WHAT YOU HAVE TO DO.
Look below for the line containing "Would you mind marking the chalk". Output it and each remaining line of the entries exactly, and nothing else.

:: AVAILABLE RECORDS

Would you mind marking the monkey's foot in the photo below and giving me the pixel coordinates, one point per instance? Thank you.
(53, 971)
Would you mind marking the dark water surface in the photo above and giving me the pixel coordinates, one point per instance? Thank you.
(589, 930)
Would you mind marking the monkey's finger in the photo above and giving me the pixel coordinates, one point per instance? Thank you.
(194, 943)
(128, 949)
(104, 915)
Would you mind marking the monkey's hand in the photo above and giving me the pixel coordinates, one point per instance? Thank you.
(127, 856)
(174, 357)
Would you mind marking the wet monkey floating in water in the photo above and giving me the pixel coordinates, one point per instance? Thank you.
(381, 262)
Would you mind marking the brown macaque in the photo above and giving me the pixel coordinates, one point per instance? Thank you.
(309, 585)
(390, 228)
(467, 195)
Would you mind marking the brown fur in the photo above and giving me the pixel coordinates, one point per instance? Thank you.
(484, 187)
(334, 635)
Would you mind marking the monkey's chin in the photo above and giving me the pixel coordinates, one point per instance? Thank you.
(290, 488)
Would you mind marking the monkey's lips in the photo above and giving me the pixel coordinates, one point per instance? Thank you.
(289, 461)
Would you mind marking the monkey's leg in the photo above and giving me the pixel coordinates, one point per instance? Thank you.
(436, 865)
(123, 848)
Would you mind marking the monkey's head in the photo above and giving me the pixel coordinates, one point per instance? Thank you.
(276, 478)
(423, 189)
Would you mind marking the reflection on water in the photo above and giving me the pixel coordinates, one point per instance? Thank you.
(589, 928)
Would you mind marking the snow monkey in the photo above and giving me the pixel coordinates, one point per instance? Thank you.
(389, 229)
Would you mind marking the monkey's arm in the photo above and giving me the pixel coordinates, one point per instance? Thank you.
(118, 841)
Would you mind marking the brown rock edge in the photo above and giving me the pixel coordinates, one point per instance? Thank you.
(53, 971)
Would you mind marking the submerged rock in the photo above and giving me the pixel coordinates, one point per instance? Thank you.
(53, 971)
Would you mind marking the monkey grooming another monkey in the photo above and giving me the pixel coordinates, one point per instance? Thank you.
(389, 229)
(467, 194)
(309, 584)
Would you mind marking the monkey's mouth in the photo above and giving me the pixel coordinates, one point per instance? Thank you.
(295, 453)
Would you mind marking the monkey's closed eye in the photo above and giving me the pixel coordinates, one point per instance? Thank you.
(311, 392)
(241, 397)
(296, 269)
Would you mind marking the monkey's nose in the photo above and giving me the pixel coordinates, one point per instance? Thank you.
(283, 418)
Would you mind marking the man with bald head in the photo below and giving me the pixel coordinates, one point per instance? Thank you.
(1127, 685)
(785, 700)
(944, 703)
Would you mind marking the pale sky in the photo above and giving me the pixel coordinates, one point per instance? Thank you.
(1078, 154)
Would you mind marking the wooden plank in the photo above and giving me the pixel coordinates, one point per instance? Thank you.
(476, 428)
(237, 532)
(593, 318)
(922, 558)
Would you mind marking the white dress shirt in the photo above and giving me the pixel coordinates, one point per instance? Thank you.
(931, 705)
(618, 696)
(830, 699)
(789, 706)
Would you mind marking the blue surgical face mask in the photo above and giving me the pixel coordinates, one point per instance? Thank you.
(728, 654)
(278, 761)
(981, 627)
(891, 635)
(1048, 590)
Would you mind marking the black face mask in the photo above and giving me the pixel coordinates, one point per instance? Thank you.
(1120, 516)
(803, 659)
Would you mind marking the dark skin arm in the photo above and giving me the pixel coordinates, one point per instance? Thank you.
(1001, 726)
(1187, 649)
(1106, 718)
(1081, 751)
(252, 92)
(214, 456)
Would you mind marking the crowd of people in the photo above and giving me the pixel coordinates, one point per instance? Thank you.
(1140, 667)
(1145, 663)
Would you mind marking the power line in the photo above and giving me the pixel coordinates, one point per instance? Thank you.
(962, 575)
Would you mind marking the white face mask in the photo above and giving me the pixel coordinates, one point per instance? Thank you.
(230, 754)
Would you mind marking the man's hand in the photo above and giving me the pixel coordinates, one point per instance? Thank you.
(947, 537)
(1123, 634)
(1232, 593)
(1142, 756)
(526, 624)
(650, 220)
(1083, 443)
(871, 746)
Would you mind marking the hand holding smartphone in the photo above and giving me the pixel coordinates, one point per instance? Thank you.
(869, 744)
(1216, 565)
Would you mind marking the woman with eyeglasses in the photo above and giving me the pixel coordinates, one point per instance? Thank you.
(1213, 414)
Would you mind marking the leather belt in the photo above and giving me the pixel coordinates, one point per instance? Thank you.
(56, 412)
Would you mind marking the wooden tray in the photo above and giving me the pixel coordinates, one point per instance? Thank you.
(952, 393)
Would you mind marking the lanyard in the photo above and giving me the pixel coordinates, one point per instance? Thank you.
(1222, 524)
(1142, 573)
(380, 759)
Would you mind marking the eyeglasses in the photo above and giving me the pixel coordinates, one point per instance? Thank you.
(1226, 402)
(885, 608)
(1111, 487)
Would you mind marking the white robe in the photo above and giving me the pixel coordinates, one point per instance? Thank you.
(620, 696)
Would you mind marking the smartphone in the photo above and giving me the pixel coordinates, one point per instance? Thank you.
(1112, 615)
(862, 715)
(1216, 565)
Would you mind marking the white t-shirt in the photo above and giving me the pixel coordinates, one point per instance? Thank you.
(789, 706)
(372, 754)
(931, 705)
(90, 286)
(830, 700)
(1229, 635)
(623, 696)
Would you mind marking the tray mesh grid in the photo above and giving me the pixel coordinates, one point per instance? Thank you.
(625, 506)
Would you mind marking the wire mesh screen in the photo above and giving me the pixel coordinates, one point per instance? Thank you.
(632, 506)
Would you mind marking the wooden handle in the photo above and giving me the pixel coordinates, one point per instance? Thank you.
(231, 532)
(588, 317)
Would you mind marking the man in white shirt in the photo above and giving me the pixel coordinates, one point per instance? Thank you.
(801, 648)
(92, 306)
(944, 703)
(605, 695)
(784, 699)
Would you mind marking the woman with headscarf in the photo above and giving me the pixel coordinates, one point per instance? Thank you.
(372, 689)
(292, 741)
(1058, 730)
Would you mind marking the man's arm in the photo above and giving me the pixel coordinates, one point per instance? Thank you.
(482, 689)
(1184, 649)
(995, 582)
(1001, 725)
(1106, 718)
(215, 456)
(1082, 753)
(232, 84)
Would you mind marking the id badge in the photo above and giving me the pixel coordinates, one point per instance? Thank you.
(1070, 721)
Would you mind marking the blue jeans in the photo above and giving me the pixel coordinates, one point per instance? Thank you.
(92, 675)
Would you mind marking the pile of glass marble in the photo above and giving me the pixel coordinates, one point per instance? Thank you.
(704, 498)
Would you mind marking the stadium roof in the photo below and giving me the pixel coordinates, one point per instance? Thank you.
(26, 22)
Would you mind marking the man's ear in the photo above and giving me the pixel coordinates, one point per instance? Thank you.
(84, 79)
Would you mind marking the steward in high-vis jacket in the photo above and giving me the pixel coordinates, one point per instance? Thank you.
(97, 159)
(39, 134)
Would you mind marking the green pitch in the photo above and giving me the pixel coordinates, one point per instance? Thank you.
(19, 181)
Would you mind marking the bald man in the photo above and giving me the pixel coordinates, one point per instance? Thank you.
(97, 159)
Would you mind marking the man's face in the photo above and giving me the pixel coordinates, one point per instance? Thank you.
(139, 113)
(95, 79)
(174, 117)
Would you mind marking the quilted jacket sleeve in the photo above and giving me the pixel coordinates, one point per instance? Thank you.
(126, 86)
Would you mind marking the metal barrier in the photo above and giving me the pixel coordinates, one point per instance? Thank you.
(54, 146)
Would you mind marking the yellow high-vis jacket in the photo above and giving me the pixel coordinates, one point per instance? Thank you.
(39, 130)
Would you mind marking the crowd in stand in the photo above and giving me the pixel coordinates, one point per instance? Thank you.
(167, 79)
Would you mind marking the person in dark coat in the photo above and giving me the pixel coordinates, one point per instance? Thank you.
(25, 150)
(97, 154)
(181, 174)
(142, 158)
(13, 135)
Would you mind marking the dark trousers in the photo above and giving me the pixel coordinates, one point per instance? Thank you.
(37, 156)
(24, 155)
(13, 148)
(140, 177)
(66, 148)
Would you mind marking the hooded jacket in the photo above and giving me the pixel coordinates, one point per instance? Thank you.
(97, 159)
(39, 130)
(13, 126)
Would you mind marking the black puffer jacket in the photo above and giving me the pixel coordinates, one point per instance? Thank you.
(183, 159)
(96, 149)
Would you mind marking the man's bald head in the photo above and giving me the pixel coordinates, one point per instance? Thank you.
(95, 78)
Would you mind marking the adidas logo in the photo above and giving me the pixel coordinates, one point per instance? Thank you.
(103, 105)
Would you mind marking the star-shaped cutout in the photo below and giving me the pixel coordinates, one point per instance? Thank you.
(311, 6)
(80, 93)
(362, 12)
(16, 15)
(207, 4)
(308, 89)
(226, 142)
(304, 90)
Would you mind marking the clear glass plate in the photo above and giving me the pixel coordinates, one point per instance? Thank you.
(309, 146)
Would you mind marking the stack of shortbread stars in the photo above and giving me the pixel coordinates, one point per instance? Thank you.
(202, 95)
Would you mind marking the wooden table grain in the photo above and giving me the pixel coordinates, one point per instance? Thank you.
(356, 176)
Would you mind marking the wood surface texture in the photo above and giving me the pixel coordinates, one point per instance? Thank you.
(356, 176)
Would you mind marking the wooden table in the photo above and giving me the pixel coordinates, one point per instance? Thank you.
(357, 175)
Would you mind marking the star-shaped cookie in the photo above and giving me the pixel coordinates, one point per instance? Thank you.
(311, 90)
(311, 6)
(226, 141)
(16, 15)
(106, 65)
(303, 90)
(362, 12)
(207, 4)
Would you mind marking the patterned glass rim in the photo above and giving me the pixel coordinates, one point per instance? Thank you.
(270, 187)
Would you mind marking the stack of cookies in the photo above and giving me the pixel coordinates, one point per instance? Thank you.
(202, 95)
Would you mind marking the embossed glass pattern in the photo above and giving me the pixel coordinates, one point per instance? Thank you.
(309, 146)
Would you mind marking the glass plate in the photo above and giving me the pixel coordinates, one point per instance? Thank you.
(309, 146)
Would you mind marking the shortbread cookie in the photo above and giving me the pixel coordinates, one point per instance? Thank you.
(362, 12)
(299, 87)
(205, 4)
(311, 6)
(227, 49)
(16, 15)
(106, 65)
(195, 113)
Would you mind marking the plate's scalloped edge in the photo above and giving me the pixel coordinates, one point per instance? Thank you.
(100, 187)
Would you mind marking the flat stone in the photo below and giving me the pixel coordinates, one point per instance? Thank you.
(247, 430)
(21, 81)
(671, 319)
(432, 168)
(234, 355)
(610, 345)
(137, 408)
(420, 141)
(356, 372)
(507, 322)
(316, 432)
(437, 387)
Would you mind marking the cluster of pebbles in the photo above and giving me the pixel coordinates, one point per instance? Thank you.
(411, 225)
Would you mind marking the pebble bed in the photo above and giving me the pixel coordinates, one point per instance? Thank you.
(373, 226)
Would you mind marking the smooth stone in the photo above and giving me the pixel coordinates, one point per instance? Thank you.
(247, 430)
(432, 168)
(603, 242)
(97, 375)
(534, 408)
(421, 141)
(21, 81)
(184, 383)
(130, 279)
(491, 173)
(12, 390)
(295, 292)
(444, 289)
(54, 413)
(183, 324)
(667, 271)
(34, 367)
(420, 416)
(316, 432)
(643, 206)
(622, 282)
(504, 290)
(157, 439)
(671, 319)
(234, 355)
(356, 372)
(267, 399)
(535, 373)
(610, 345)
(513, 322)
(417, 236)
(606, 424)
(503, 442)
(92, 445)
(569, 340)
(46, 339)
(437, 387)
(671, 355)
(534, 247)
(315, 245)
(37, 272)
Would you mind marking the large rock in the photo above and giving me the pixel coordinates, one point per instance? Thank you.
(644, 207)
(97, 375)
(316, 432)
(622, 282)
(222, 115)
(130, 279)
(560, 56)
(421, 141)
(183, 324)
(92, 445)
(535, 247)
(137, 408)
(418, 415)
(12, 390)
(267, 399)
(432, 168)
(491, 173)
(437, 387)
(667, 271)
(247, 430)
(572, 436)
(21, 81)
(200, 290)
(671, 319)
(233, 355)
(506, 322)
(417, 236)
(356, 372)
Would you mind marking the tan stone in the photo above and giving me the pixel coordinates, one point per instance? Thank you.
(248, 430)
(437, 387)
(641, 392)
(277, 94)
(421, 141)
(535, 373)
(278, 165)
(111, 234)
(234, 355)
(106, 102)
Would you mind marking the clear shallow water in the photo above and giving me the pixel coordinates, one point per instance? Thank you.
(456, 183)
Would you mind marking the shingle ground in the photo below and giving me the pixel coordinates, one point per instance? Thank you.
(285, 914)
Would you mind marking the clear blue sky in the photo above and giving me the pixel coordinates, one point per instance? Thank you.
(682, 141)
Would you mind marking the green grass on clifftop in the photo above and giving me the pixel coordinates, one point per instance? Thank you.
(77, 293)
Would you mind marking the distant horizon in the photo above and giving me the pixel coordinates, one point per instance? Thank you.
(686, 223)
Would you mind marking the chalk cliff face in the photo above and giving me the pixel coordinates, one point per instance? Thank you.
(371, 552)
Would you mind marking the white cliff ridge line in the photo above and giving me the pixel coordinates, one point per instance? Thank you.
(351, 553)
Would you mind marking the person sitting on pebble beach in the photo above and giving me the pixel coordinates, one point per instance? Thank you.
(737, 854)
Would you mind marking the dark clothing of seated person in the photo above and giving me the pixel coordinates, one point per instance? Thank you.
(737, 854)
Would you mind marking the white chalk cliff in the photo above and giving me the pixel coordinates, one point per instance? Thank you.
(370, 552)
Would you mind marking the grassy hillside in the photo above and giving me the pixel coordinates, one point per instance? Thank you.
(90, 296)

::::

FINAL RESULT.
Would you mind marking the chalk cliff face in the photo above and giving me the pixel coordinates, one point per instance? Thank you.
(371, 552)
Would you mind marking the white cliff ridge line in the photo above and giving me the pixel coordinates, one point per instance? Thank you.
(351, 553)
Would you mind marking the person sitting on pebble beach in the photo above and giving me the pixel coordinates, one point per instance? Thank you.
(737, 854)
Would you mind marking the dark clothing of seated person in the photo above and giving me the pixel coordinates, one point per instance? Thank you.
(737, 854)
Would you mind marking the white chalk cliff in the photo above and giving me the pixel coordinates, one point per instance? Thank you.
(370, 552)
Would you mind marking the grassy hillside in the photo above and giving me the pixel coordinates, one point per instance? Thank you.
(90, 296)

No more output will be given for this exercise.